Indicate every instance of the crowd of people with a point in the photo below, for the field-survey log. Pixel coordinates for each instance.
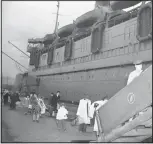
(86, 111)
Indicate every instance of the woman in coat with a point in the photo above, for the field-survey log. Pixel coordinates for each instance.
(35, 107)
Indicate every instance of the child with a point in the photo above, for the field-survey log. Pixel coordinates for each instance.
(42, 106)
(61, 116)
(28, 105)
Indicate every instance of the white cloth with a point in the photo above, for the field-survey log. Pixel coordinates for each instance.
(92, 109)
(133, 75)
(42, 106)
(62, 113)
(82, 110)
(101, 103)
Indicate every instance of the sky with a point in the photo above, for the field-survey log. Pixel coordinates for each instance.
(29, 19)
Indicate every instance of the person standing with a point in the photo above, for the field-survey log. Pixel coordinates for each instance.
(13, 101)
(61, 117)
(138, 70)
(93, 109)
(35, 107)
(5, 97)
(50, 104)
(83, 113)
(55, 100)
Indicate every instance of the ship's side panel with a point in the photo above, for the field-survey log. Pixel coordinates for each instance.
(120, 35)
(59, 55)
(96, 83)
(82, 47)
(100, 74)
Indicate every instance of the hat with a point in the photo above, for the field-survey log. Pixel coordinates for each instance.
(137, 62)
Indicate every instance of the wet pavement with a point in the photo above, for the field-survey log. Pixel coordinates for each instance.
(17, 127)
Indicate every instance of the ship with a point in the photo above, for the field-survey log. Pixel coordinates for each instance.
(94, 56)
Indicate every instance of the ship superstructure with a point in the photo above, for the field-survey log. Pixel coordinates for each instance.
(94, 55)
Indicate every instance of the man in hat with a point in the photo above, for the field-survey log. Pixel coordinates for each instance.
(138, 70)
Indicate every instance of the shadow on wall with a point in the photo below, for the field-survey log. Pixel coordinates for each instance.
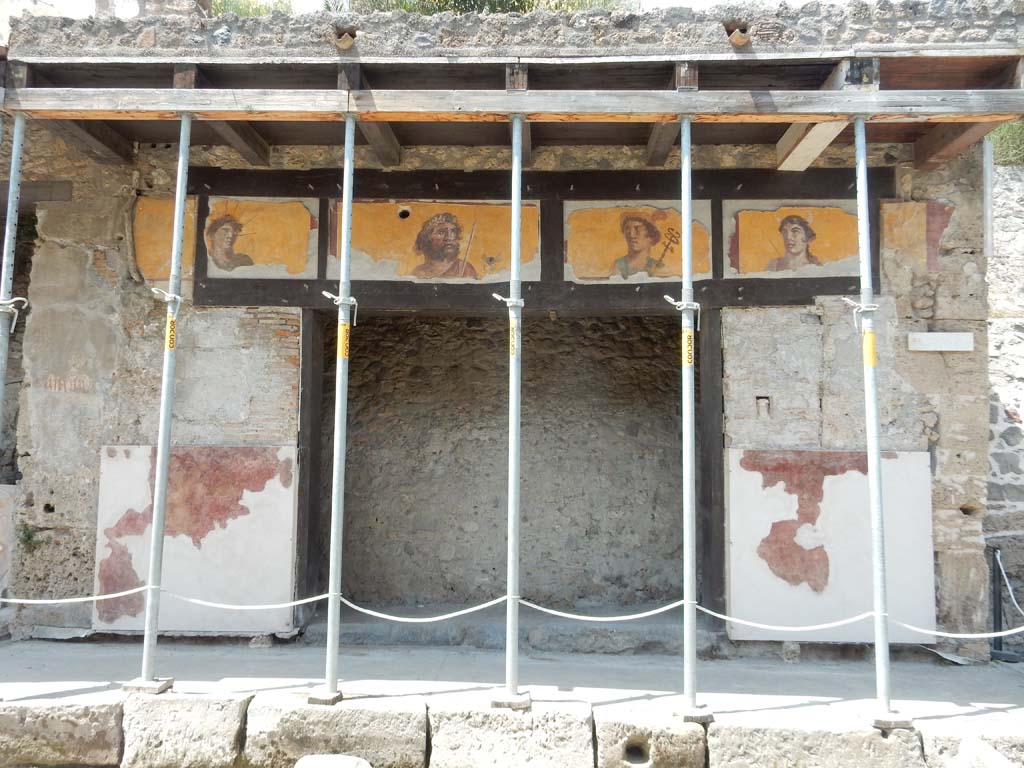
(426, 473)
(1006, 504)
—————
§ Short exercise
Put each line of the entries above into a Markdown table with two columns, Row for the row number and Line for the text, skipping blank lines. Leave the pictures out.

§ Full answer
| Row | Line |
|---|---|
| 1 | Indicate every instance of the crowd of people with a point in the photo below, for the field-survey log. Pixel coordinates for each instance. |
| 2 | (86, 111) |
| 3 | Indicate every instance of the woman in coat with a point in the photo above, for the field-survey log. Pixel coordinates for each instance. |
| 4 | (35, 107) |
| 5 | Indicate every instance of the child with a point in the photo above, for the field-survey log. Pixel coordinates for each instance. |
| 6 | (42, 106) |
| 7 | (61, 116) |
| 8 | (28, 105) |
| 9 | Indicate every instance of the white cloth with a point in the photo above, for the field-survey log. Pixel coordinates for each instance. |
| 10 | (92, 109) |
| 11 | (133, 75) |
| 12 | (42, 106) |
| 13 | (62, 113) |
| 14 | (82, 110) |
| 15 | (101, 103) |
| 16 | Indicate every instance of the sky with a point in the photo above, for the field-survey log. Pixel coordinates for each instance. |
| 17 | (29, 19) |
| 18 | Indicate every instance of the person standing with a point in the photo above, for the field-survey log. Pixel coordinates for each instance. |
| 19 | (13, 101) |
| 20 | (61, 117) |
| 21 | (138, 70) |
| 22 | (93, 109) |
| 23 | (35, 107) |
| 24 | (5, 97) |
| 25 | (50, 104) |
| 26 | (83, 113) |
| 27 | (55, 100) |
| 28 | Indicate every instance of the ship's side panel with a point in the photo above, for the field-survey log. Pixel coordinates for each instance. |
| 29 | (120, 35) |
| 30 | (59, 55) |
| 31 | (96, 83) |
| 32 | (82, 47) |
| 33 | (100, 74) |
| 34 | Indicate every instance of the hat with a point in the photo above, for the field-survey log. Pixel coordinates for each instance. |
| 35 | (137, 62) |
| 36 | Indicate every instance of the wet pavement with a point in the photo above, for the field-survey log. Pixel coordinates for each instance. |
| 37 | (17, 127) |
| 38 | Indicate every instance of the ship with a point in the photo above, for the field-survey log. Pixel coordinates for each instance. |
| 39 | (94, 56) |
| 40 | Indicate every instance of the ship superstructure with a point in the photo above, for the field-survey log. Pixel coordinates for each instance. |
| 41 | (94, 55) |
| 42 | Indicate every instance of the man in hat with a point in the photo above, for the field-survey log. Pixel coordinates for each instance. |
| 43 | (138, 70) |
| 44 | Indicate every instance of the shadow on wall with a point in the photo below, for the field-survey log. Pixel coordinates for each instance. |
| 45 | (426, 473) |
| 46 | (1006, 504) |